INSTRUCTIONS —
A: In the passage on the Direct Approach, what kind of bound does the Direct Approach produce over the compute distribution required for TAI?
B: Please extract the stretch of the passage on the Direct Approach from "4. The Direct" through "Approach fairly useless.".

TEXT PROVIDED —
━━━

That said, I'm also aware of several issues with the Direct Approach, including,

  1. It employs a somewhat dubious interpretation of the cross-entropy loss of language models. In general, it is unclear whether we can readily obtain much information about the abilities of a language model given only its cross-entropy loss on a given task. Ultimately, downstream benchmarking data may be required instead.
  2. It assumes that we can naively extrapolate neural scaling laws over many orders of magnitude. (Note however that Bio Anchors also assumes this).
  3. The model currently lacks confirmation about many key sources of data, without which it is very difficult to use it to make good predictions. For example, I wouldn't put too much trust in the Hoffmann et al. scaling law.
  4. The Direct Approach only produces a soft upper bound over the compute distribution required for TAI, since a more efficient method than simply scaling language models could be employed. This upper bound may be far above the actual requirements, which could render the Direct Approach fairly useless.

Overall, I'm hopeful that the Direct Approach can supplement Bio Anchors as a means of forecasting advanced AI, even if it does not serve as an adequate replacement.

━━━

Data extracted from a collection

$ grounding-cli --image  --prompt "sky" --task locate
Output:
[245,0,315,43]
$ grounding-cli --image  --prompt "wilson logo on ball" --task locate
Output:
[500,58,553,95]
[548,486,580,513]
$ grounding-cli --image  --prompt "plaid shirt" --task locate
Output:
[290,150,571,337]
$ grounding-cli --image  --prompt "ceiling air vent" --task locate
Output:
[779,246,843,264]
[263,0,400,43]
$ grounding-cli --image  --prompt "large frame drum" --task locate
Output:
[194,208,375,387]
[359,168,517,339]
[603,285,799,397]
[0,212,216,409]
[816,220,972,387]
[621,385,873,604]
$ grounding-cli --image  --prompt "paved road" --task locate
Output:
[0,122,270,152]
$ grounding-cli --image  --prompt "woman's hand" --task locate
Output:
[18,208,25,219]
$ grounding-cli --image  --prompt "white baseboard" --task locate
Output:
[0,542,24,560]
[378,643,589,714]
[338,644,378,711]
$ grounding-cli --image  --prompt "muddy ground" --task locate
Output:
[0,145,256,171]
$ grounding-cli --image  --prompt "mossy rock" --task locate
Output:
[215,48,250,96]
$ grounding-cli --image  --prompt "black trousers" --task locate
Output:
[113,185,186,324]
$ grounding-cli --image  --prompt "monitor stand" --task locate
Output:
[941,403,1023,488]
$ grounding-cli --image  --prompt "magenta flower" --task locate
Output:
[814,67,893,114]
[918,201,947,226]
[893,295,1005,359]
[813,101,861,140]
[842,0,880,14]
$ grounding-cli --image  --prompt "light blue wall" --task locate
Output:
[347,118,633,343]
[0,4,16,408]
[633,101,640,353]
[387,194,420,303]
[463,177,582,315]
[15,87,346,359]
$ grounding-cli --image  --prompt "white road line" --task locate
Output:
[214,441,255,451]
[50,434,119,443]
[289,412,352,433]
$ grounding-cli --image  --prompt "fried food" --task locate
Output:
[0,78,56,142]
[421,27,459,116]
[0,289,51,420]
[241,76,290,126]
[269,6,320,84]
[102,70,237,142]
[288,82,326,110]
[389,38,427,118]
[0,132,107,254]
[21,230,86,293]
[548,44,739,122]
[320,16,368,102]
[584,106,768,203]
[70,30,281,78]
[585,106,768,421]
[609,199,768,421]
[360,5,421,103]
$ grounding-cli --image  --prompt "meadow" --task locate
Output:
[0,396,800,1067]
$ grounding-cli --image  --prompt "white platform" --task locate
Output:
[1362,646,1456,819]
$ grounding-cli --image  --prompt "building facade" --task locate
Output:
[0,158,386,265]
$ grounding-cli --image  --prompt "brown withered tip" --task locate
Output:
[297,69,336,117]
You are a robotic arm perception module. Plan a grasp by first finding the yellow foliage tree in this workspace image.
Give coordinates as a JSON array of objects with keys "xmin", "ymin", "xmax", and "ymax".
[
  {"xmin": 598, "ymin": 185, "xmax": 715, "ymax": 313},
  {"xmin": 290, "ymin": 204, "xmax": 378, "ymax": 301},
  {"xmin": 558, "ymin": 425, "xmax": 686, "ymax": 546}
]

━━━

ANSWERS IN ORDER —
A: A soft upper bound.

B:
4. The Direct Approach only produces a soft upper bound over the compute distribution required for TAI, since a more efficient method than simply scaling language models could be employed. This upper bound may be far above the actual requirements, which could render the Direct Approach fairly useless.